PROBLEM: Reproduce word for word the stretch of the cache timing exercise from "Assume that the" through "below for convenience.)".

-- start of EXCERPT PROVIDED --

Consider the following program fragment.  Assume that each instruction
    fetch takes 50 ns.  How long would it take for this program fragment to
    run?  You will need to read the code to know how many times the loop
    will be executed.  (Assume there is no cache.)
    
    
    
        112:         addi $t0, $zero, 0
        116:         addi $t1, $zero, 100
        120:  loop:  add $s0, $s0, $s1
        124:         addi $t0, $t0, 1
        128:         bne $t0, $t1, loop
    
    
    Direct-Mapped Caches
    
    Consider a (very small) direct-mapped cache that has 4 lines, each
    containing 1 4-byte word.
    Assume that the cache has a hit access time of 1 ns and a miss
    penalty of 50 ns (i.e., the full access time is 51 ns when there is a
    miss: the miss penalty + the usual access time).
    How long would it take for the program fragment above to run, assuming
    that none of the instructions are in the cache to begin with?  What
    is the average memory access time (overall time / number of
    instructions)?  (The program fragment is repeated below for convenience.)

-- end of EXCERPT PROVIDED --
-- start of STORED DATA --

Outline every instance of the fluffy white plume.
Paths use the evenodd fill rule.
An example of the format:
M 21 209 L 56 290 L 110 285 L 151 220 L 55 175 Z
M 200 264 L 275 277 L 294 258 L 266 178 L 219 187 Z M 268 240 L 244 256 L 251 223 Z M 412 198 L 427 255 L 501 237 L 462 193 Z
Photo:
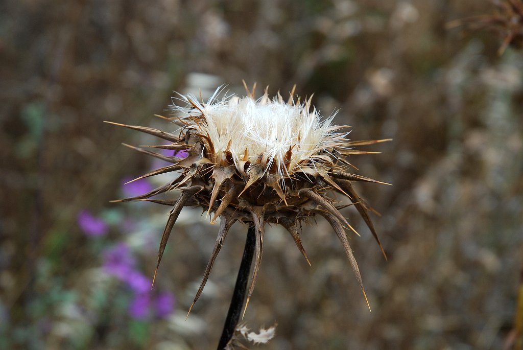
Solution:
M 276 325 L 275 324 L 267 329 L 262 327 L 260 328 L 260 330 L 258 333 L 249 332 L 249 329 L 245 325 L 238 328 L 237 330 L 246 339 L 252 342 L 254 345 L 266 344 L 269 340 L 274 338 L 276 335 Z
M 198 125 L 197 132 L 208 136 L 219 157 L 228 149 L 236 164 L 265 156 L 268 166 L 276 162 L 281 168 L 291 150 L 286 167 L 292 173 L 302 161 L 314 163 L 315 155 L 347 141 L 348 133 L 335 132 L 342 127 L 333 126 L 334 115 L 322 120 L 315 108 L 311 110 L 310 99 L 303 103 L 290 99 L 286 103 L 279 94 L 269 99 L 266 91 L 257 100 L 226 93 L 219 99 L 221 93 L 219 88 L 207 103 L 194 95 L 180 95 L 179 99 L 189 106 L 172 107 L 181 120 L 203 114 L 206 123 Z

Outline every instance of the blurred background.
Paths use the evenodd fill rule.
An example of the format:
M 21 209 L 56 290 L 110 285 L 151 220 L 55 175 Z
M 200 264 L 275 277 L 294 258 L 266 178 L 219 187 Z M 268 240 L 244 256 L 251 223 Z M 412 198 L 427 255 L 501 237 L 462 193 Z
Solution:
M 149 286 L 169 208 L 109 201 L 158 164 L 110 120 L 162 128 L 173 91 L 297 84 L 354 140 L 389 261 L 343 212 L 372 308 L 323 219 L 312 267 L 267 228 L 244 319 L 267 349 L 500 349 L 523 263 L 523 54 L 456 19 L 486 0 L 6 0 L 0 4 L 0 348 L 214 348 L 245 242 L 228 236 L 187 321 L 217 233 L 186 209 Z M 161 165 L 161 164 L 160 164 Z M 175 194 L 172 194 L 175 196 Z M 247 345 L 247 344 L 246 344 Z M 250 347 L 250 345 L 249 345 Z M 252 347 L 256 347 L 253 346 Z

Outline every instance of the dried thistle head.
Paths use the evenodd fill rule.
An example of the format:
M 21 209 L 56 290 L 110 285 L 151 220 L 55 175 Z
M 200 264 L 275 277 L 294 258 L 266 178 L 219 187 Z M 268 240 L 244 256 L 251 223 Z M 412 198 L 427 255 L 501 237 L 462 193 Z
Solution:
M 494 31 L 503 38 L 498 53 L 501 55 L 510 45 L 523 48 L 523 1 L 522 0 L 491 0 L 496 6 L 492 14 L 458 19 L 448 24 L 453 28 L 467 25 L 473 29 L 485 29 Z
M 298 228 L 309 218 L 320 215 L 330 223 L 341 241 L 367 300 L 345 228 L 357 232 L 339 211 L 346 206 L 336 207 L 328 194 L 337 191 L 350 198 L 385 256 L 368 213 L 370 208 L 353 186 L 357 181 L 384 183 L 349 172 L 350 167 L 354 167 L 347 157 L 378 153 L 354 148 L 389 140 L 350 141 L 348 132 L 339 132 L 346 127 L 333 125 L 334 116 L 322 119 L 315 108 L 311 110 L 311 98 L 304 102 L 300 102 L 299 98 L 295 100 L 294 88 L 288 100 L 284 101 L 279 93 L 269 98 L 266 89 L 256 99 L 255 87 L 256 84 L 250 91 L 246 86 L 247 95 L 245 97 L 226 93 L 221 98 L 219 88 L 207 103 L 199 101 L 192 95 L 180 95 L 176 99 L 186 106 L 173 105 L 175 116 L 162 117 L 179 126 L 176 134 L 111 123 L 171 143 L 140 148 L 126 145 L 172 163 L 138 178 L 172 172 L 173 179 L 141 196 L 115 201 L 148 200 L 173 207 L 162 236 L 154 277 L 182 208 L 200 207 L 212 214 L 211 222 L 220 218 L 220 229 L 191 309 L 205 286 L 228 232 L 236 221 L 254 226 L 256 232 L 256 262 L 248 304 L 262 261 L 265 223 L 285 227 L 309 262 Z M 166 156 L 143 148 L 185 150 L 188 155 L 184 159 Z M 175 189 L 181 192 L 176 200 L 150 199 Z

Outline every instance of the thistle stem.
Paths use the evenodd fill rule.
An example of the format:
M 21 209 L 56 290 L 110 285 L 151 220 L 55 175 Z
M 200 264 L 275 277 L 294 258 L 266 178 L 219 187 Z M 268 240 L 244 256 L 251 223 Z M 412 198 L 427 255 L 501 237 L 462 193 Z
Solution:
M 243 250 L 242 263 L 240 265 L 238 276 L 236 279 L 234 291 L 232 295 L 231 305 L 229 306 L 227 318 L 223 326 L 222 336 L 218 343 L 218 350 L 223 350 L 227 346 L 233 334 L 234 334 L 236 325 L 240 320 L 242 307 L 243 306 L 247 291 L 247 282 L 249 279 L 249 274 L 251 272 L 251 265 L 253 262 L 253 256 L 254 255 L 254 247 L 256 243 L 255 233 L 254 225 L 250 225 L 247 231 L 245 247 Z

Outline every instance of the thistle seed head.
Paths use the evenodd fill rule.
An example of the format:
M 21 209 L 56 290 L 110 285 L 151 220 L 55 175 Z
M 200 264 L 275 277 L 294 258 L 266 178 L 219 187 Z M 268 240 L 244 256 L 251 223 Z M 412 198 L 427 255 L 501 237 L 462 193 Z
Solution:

-- end of STORED DATA --
-- start of STORED DATA --

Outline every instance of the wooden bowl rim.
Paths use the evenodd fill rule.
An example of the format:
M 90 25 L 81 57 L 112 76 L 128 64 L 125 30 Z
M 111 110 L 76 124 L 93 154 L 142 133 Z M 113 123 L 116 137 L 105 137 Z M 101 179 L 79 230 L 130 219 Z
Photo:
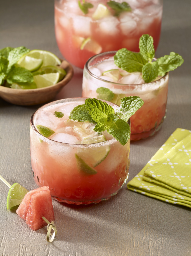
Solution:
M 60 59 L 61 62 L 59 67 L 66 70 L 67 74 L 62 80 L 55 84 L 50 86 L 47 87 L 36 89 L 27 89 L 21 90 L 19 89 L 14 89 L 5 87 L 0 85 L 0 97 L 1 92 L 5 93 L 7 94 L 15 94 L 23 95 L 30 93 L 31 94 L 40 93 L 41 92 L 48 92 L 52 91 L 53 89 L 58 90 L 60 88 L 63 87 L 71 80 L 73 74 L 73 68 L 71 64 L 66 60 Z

-- end of STORED DATA --
-- start of STORED DATA --

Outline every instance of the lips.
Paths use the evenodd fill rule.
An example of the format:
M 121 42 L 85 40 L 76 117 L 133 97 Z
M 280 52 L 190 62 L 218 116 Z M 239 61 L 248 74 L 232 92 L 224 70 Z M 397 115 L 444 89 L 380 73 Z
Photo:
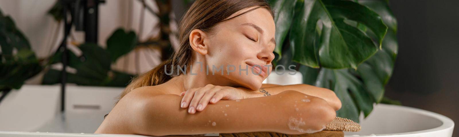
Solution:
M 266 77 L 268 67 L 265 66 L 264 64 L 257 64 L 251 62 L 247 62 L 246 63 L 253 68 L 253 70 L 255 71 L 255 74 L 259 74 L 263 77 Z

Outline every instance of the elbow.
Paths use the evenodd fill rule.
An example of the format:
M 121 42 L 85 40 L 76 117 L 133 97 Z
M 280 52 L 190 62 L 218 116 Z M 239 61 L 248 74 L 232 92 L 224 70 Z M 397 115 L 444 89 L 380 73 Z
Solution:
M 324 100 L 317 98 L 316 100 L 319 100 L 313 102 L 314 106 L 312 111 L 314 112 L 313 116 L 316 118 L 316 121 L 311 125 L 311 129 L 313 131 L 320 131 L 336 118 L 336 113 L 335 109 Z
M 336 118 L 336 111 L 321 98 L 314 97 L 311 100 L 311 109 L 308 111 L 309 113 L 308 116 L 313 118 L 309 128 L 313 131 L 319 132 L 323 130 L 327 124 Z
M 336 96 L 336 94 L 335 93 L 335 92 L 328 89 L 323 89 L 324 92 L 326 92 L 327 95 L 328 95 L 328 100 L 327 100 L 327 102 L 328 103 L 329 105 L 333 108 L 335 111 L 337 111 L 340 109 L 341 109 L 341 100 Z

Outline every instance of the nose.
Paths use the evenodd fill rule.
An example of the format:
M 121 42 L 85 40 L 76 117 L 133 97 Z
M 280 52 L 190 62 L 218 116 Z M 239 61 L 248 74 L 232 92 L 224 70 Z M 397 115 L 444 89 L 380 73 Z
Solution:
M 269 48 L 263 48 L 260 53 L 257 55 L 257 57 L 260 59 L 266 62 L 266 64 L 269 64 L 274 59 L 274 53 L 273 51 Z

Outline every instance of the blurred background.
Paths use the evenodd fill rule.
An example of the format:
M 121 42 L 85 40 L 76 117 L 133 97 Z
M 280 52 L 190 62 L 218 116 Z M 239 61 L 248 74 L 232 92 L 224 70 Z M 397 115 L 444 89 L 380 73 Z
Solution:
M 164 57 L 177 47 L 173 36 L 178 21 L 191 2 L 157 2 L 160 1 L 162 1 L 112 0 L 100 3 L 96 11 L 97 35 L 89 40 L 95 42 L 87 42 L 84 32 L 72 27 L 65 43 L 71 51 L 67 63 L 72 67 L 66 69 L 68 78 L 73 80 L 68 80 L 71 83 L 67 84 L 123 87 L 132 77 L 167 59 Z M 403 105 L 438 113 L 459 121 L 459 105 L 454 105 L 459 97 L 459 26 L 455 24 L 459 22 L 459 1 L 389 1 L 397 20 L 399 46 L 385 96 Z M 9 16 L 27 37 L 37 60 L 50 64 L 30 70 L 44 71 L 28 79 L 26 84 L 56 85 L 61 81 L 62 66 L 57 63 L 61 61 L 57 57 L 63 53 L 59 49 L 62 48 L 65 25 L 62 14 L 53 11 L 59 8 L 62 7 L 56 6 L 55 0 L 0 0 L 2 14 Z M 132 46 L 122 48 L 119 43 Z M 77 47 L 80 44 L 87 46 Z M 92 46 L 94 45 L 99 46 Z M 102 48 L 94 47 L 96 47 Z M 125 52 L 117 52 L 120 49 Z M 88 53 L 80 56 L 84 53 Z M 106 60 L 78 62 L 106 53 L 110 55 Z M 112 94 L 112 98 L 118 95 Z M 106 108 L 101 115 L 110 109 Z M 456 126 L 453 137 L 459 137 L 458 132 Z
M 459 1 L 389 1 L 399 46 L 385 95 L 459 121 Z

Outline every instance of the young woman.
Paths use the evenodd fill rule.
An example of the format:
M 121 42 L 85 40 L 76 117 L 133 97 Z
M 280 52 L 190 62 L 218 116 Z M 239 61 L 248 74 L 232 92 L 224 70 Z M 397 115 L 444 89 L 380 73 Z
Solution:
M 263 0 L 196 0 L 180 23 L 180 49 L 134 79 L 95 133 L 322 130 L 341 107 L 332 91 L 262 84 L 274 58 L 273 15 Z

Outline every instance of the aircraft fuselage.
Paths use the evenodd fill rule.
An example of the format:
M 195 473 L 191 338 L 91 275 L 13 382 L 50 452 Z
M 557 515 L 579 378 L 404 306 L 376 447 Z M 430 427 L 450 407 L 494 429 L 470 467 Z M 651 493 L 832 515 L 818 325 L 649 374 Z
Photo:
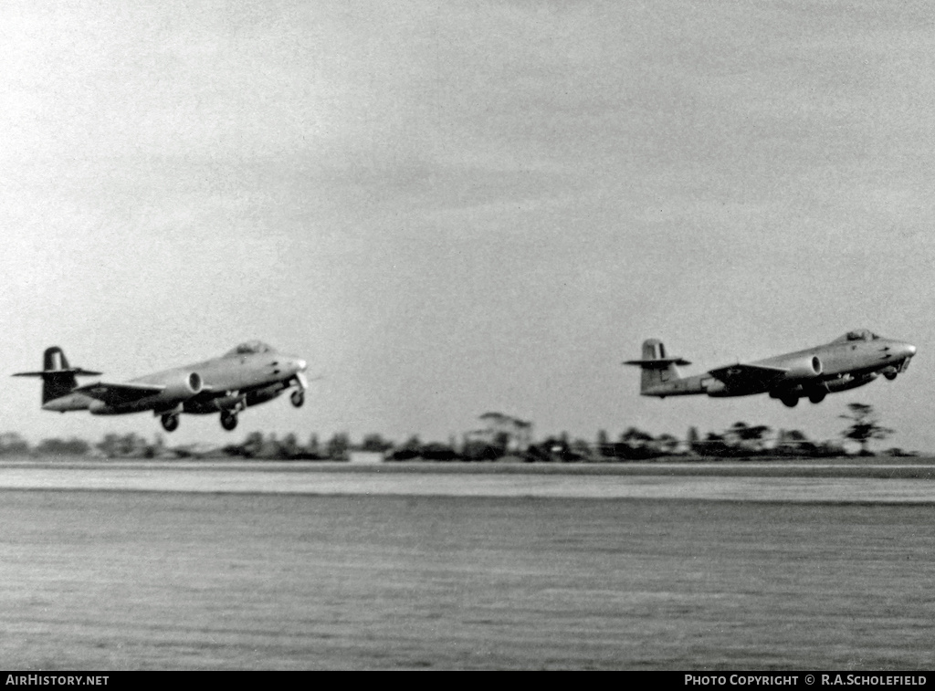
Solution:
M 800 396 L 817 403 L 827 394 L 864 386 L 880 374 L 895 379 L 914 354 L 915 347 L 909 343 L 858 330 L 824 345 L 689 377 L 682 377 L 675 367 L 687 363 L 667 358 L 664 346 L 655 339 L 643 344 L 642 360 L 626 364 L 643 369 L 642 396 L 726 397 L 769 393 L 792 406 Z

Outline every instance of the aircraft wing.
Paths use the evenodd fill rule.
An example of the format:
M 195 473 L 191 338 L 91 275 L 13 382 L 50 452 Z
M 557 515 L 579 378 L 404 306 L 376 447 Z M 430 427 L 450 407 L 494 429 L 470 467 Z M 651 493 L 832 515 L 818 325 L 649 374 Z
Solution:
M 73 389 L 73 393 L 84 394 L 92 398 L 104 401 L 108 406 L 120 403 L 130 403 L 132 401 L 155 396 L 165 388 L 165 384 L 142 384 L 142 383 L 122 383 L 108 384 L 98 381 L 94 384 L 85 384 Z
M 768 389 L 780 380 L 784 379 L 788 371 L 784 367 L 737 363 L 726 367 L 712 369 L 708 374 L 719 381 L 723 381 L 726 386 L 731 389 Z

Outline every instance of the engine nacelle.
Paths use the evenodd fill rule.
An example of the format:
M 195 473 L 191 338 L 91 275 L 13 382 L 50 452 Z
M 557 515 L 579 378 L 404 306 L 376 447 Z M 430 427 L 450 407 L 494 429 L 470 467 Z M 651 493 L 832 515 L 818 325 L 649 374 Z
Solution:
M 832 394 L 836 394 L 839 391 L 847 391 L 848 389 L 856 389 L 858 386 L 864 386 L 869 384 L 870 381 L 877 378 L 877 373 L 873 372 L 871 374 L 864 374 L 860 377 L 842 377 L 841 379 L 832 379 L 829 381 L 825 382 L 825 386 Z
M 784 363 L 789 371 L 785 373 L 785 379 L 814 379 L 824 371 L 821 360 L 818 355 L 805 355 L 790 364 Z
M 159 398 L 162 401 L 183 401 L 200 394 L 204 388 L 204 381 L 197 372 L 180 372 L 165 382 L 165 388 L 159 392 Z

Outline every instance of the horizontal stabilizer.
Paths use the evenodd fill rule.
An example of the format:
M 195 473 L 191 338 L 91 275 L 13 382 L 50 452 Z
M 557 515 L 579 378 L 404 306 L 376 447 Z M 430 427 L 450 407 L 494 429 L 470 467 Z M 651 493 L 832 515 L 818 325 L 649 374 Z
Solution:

-- end of STORED DATA --

OUTPUT:
Assume that the cache has a hit access time of 1 ns and a miss
    penalty of 50 ns (i.e., the full access time is 51 ns when there is a
    miss: the miss penalty + the usual access time).
    How long would it take for the program fragment above to run, assuming
    that none of the instructions are in the cache to begin with?  What
    is the average memory access time (overall time / number of
    instructions)?  (The program fragment is repeated below for convenience.)